- Problem to solve -
Take the entries below and print only the lines from the one with "box: [176, 139, 271, 229]" through the one with "positive clicks: (228, 202)", exactly as they stand, both ends included.

- Source information -
+ + + + + + +
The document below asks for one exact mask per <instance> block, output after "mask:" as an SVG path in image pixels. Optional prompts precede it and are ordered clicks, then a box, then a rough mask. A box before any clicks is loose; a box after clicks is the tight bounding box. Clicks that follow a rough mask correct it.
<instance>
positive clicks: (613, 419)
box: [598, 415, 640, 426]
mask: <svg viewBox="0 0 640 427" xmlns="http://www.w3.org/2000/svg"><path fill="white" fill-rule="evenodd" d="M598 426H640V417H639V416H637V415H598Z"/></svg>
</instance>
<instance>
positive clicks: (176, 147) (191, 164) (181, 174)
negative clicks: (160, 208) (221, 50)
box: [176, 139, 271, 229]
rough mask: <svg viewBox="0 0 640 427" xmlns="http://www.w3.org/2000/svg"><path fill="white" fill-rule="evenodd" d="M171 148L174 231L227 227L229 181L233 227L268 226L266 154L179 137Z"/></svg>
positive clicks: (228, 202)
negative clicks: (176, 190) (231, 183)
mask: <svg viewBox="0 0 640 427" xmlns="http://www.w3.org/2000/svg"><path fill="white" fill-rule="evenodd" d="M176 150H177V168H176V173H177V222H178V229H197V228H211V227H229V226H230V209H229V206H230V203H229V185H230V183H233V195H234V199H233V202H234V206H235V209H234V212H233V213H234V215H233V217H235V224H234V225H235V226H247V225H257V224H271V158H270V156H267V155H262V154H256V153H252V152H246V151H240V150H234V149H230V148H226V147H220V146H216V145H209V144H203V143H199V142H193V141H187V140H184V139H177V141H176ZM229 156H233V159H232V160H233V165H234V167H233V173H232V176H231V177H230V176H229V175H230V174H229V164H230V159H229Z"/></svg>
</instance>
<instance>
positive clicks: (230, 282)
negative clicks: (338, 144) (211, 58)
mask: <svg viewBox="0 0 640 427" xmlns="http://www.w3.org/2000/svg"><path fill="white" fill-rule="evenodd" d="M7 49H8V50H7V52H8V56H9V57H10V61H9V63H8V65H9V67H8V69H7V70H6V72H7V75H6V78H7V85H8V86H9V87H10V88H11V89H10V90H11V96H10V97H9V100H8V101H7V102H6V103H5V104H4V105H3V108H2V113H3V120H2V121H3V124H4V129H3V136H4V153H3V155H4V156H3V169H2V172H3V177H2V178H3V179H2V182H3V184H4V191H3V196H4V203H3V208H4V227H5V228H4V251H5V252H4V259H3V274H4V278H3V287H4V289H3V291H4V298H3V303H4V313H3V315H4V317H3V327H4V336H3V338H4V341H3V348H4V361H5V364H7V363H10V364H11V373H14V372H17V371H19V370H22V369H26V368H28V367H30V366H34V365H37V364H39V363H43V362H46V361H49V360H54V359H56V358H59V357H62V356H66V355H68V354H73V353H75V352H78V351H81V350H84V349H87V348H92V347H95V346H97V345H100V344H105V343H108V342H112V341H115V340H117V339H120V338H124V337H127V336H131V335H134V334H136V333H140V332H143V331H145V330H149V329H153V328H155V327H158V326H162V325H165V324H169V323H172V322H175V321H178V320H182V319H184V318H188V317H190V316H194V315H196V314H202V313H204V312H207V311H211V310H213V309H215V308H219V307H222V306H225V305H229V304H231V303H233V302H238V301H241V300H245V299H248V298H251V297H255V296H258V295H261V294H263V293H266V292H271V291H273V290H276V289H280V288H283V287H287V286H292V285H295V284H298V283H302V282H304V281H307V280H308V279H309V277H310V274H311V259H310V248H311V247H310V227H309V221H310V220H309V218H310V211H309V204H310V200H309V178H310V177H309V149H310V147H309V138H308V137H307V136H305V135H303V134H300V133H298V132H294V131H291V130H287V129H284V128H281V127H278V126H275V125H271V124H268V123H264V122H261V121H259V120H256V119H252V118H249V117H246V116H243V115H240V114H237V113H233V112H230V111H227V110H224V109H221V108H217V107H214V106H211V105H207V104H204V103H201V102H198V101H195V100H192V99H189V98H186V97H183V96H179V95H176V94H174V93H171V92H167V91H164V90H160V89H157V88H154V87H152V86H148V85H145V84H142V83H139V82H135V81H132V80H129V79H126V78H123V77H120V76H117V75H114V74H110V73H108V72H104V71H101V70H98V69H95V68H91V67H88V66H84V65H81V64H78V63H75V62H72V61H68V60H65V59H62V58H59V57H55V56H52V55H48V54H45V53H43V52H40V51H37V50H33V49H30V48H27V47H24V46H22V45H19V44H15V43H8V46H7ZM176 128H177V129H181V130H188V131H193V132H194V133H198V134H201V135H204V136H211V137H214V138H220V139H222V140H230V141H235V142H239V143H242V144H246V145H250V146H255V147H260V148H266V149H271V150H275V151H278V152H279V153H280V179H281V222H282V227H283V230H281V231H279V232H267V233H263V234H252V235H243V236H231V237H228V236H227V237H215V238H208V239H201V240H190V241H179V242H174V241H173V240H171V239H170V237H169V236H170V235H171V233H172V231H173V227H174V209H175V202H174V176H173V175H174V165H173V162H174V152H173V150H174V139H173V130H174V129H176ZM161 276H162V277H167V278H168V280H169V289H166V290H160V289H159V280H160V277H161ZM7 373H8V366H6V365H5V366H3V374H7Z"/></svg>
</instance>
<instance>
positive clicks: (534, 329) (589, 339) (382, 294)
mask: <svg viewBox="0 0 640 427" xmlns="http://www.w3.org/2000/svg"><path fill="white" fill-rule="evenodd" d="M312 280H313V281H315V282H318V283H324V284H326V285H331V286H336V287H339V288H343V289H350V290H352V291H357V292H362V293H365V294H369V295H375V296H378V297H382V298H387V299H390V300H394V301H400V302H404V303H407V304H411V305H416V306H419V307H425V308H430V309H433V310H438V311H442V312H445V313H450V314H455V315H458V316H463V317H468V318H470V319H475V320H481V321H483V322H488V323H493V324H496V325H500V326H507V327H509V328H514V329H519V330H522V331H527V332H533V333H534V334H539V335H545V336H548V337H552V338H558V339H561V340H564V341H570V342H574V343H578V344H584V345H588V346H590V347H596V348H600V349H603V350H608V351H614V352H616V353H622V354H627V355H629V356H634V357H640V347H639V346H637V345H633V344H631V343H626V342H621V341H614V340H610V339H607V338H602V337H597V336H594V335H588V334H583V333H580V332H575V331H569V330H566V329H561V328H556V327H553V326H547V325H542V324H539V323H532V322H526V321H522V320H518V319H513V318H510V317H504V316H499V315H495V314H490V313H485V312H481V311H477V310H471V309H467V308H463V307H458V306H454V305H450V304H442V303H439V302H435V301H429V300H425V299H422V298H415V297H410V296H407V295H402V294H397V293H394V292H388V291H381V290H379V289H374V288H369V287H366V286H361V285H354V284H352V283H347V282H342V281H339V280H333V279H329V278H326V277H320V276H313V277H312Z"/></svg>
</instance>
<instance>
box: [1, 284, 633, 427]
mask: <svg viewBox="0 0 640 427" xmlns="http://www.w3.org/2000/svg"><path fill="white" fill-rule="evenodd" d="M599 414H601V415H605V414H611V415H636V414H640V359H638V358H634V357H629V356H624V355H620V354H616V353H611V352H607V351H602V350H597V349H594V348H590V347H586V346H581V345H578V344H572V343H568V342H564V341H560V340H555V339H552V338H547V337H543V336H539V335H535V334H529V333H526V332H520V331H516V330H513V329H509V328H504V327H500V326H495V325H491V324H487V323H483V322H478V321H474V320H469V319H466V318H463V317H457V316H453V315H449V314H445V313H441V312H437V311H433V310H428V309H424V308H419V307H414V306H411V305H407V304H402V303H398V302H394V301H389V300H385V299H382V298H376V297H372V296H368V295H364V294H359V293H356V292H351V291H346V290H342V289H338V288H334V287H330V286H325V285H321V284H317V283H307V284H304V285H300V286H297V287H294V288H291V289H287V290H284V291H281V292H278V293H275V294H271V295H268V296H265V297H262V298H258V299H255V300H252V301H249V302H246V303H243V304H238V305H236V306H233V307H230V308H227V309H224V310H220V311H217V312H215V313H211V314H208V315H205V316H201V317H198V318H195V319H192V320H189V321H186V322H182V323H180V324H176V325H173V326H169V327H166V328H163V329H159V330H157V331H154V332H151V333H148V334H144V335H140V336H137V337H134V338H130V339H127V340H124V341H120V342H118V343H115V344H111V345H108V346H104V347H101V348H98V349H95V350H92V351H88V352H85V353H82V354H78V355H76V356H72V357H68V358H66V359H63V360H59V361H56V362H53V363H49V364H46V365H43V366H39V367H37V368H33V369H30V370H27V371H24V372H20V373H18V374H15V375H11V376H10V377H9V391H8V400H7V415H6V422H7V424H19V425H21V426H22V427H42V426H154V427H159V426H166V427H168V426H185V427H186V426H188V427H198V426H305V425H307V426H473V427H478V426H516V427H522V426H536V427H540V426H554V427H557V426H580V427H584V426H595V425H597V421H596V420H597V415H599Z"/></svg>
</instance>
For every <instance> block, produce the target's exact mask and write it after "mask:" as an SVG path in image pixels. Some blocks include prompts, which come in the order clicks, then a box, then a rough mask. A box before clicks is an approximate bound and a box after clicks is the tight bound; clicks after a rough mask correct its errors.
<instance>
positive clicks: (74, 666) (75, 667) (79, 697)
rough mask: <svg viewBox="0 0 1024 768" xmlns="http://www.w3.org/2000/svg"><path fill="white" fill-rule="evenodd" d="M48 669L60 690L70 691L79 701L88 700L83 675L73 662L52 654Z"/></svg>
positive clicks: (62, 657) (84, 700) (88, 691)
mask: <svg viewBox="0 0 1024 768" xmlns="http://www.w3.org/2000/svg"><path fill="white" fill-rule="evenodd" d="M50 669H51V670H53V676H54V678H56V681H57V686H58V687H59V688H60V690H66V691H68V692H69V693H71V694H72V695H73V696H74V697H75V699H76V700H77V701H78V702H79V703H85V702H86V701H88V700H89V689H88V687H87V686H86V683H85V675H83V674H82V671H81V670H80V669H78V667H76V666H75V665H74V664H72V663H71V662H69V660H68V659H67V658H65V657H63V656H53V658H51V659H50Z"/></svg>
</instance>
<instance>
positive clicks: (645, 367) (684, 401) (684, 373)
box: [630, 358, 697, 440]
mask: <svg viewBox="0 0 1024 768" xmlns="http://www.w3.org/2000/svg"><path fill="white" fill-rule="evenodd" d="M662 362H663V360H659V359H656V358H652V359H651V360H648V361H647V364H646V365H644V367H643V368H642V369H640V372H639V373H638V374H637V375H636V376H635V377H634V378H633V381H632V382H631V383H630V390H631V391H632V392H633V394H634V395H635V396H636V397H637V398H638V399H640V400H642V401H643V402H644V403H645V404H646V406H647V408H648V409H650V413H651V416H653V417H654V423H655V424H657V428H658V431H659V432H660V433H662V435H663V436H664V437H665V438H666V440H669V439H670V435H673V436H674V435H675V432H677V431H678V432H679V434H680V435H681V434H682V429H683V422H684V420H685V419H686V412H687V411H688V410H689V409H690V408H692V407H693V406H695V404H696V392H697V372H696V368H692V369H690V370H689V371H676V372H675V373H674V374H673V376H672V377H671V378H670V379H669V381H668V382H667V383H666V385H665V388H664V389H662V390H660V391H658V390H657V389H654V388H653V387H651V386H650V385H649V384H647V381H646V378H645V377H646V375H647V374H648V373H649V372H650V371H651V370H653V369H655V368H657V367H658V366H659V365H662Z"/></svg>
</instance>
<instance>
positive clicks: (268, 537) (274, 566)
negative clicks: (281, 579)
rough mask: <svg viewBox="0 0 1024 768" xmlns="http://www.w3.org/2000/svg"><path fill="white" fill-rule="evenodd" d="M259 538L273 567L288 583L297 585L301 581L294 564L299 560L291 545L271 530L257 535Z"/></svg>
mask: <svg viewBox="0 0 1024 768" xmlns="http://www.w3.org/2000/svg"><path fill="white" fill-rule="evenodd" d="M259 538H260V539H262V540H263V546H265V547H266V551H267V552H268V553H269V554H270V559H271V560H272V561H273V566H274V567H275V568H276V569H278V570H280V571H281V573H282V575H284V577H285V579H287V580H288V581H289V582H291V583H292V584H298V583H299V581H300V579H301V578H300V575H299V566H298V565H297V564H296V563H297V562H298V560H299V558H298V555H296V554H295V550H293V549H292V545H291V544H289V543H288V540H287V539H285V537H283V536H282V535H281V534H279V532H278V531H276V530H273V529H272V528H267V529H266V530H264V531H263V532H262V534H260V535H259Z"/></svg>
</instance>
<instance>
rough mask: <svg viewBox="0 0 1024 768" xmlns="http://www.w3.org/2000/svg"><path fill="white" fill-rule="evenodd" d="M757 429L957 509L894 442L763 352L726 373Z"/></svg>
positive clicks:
+ + + + + + +
- Result -
box: [176, 139, 271, 229]
rough mask: <svg viewBox="0 0 640 427" xmlns="http://www.w3.org/2000/svg"><path fill="white" fill-rule="evenodd" d="M171 148L174 231L227 227L229 181L233 227L268 226L266 154L179 137Z"/></svg>
positive clicks: (228, 202)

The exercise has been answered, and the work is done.